» Wat te doen: Citeer letterlijk de regels uit de gegevens, te beginnen bij de regel met "mask --target=denim button" en doorlopend tot en met het einde van de gegevens.

» Invoer:
+-------+
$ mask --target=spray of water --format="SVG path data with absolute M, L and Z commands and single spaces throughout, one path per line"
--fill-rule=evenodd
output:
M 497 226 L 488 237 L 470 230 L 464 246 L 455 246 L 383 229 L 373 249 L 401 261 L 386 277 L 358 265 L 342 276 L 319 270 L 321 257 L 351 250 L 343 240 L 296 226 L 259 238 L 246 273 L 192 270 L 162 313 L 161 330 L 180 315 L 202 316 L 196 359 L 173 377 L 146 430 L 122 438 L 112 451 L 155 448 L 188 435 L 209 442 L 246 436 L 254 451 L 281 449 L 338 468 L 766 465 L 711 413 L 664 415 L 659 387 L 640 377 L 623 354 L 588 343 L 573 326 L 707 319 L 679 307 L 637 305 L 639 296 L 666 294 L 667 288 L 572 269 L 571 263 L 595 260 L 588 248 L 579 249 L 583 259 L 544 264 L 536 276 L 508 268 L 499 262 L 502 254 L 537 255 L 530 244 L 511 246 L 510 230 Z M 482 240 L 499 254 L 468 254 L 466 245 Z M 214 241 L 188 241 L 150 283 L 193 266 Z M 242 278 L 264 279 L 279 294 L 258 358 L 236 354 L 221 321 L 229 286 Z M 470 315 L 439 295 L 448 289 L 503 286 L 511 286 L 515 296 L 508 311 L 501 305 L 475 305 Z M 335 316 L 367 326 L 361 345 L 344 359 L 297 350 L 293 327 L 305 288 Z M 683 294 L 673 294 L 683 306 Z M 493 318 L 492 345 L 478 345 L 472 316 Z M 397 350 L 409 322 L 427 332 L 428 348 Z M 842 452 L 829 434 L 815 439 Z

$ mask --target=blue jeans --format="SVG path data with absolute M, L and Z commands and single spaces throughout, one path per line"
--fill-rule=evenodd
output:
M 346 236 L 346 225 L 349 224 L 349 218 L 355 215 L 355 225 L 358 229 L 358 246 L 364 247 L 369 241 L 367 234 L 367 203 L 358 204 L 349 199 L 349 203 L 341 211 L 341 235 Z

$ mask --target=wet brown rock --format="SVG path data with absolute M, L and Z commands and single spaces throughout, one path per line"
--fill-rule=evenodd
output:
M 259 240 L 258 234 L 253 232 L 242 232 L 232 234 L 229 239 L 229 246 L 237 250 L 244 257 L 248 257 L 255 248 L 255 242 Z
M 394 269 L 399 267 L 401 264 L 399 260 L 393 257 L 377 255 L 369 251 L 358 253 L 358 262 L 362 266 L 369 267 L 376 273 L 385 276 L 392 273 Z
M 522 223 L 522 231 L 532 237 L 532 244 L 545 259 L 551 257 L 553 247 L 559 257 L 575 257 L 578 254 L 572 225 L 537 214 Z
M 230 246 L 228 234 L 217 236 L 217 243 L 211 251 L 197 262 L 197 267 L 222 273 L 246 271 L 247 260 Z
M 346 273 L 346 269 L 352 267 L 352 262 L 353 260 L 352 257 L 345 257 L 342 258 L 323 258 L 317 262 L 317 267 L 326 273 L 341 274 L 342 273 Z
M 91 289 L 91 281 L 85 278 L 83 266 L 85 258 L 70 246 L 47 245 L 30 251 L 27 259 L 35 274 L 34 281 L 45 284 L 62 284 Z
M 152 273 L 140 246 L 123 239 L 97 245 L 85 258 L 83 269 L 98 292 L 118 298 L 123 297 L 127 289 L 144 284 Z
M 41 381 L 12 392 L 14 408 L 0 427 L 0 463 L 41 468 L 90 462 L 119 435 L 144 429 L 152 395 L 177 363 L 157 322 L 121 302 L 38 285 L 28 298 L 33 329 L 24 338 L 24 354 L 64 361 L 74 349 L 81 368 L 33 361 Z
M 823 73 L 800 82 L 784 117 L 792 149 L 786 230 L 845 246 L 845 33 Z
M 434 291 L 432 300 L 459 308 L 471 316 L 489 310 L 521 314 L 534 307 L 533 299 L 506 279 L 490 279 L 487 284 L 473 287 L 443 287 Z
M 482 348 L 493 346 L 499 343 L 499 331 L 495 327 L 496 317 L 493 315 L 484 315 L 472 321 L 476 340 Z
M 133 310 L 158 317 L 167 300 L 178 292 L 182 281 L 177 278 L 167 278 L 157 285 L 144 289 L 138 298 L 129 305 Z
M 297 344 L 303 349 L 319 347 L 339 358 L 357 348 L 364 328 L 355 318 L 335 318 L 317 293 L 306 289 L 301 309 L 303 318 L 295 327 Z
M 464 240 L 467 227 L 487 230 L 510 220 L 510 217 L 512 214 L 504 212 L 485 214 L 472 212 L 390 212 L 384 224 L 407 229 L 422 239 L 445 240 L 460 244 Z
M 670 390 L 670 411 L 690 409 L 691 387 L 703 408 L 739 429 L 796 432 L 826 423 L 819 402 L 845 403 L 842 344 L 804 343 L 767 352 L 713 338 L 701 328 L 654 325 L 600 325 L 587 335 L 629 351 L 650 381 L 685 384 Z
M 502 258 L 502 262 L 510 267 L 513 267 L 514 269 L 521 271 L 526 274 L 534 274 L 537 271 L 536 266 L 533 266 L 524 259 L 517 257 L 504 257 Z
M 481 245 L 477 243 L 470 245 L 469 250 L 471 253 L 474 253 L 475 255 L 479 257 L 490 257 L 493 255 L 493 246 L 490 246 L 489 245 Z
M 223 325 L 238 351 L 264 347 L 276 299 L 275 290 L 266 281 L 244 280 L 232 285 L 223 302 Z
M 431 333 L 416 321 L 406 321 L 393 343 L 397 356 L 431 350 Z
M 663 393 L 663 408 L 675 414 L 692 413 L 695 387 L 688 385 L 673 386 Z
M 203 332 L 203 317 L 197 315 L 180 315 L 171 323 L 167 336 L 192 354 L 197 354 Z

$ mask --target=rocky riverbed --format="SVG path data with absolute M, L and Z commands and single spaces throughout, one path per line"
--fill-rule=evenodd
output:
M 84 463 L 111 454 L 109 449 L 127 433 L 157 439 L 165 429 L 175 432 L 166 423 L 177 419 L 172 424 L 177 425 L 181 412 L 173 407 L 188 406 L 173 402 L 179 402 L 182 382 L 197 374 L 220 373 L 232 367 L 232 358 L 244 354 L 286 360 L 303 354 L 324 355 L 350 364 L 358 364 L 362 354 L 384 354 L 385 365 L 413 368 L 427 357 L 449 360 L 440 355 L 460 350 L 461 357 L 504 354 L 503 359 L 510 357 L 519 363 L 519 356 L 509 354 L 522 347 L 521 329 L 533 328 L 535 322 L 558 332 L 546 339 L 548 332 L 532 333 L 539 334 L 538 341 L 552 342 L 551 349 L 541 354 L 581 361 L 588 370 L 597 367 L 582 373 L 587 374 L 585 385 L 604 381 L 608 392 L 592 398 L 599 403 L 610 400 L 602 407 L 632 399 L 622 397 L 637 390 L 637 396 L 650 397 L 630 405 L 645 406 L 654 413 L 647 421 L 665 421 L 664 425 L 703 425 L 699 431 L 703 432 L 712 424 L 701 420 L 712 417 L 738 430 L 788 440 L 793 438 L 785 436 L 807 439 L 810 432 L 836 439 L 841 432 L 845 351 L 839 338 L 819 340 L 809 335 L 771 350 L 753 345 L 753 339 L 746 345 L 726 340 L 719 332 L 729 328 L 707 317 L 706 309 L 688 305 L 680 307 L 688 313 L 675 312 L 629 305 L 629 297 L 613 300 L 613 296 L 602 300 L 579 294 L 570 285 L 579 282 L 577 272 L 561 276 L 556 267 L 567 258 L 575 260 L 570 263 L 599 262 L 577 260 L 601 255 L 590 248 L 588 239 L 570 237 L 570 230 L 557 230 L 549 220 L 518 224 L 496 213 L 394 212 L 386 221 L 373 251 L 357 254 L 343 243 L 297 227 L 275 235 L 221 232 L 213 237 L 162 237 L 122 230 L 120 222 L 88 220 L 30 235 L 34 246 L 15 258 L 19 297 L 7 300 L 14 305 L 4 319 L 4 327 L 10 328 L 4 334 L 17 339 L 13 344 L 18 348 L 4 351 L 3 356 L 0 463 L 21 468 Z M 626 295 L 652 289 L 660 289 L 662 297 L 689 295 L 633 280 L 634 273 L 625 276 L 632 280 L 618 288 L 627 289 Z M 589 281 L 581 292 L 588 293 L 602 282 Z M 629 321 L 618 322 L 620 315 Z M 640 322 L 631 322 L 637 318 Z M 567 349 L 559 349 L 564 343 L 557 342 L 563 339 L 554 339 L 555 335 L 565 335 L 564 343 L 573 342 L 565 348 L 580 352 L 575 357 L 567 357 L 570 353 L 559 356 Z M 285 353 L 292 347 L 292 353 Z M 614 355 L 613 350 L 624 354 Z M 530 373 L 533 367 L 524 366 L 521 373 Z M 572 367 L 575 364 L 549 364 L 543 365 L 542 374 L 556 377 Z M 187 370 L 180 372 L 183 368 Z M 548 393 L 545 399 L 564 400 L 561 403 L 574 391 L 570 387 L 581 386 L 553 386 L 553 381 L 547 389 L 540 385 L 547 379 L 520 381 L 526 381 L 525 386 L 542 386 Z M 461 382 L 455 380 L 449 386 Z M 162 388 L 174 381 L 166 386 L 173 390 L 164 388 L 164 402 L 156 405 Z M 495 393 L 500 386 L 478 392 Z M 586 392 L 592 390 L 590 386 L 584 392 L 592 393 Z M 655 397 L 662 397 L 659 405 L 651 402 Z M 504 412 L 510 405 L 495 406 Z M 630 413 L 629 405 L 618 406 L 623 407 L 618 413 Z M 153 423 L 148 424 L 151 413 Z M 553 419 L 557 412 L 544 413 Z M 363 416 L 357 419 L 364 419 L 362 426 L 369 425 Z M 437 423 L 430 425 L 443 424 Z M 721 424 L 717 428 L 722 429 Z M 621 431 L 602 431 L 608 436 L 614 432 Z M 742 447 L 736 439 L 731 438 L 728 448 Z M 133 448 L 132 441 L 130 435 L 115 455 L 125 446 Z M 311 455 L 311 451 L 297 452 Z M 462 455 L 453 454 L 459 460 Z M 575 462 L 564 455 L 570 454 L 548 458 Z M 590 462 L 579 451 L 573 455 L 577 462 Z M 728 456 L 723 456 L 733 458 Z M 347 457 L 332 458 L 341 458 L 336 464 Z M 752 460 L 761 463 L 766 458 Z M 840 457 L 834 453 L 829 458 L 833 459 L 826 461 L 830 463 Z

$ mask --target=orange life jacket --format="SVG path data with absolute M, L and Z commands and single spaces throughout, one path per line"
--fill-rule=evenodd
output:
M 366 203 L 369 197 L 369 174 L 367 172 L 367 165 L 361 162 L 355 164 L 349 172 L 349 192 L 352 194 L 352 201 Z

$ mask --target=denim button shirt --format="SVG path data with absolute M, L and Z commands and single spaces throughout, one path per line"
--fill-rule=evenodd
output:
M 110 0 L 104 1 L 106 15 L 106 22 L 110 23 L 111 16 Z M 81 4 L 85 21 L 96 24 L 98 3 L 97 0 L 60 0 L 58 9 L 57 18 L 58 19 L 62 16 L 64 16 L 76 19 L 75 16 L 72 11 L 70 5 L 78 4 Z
+-------+
» Uitvoer:
$ mask --target=denim button shirt --format="SVG path data with absolute M, L and Z commands and single spaces throughout, one path per line"
--fill-rule=evenodd
output:
M 110 0 L 104 1 L 106 15 L 106 22 L 110 23 L 111 16 Z M 81 4 L 85 21 L 96 24 L 98 3 L 97 0 L 60 0 L 58 9 L 57 18 L 58 19 L 62 16 L 64 16 L 76 19 L 75 16 L 72 11 L 70 5 L 78 4 Z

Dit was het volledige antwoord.